I have just read
Winterdance by Gary Paulsen and am still a bit overwhelmed. He is a very entertaining
writer and it feels immediately as if we were soul mates. He does not like
moose, and I understand him. American moose seem to be seven times worse than
our Swedish.

The story about his
apprenticeship period with the new dogs, the dogs from hell, was incredibly
funny and reminded me of my time as a horse coachman in forest work. The timber was heavy and the horse did not
have the same understanding of how the work would be carried out, as I had. It
hurt both body and soul. Learning time is often quite painful.

Iditarod race is
probably not for me, seems to be terribly demanding, but it was an amazing trip
to read about. Read it!

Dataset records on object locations
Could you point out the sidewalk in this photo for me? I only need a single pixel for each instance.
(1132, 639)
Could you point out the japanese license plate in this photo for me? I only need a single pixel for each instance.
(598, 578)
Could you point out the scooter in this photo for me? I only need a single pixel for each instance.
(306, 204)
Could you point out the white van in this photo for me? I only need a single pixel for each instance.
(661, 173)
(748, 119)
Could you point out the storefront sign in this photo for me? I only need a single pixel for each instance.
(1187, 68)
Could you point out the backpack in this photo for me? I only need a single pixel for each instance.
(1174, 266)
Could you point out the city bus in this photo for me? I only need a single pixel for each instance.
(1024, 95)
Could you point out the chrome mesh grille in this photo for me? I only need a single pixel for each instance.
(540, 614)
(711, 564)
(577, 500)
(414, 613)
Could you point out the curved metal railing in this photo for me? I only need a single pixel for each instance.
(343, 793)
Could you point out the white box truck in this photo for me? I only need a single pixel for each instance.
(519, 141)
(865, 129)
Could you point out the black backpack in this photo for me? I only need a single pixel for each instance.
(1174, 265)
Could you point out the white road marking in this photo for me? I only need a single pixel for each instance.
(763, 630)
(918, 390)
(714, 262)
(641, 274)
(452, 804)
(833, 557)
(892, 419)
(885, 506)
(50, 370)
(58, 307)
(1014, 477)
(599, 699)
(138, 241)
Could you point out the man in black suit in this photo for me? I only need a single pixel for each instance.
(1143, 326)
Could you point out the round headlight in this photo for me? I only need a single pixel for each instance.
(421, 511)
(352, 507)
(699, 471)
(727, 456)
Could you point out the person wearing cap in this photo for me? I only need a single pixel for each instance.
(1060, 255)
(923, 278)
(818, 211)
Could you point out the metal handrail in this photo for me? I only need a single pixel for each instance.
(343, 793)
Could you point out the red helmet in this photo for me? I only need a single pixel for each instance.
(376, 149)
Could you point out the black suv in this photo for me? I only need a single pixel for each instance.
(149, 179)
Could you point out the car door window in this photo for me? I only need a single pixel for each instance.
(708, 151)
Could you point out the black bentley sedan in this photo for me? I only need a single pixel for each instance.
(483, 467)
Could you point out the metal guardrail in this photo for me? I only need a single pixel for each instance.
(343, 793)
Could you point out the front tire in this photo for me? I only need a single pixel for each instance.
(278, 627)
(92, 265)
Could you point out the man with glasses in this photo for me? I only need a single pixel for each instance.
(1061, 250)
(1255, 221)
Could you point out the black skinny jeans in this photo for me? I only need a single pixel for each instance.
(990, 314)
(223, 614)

**The problem**
Please reproduce the post about reading Winterdance in full, word for word. The items are separate material and stand apart from the post.

**Task solution**
I have just read
Winterdance by Gary Paulsen and am still a bit overwhelmed. He is a very entertaining
writer and it feels immediately as if we were soul mates. He does not like
moose, and I understand him. American moose seem to be seven times worse than
our Swedish.

The story about his
apprenticeship period with the new dogs, the dogs from hell, was incredibly
funny and reminded me of my time as a horse coachman in forest work. The timber was heavy and the horse did not
have the same understanding of how the work would be carried out, as I had. It
hurt both body and soul. Learning time is often quite painful.

Iditarod race is
probably not for me, seems to be terribly demanding, but it was an amazing trip
to read about. Read it!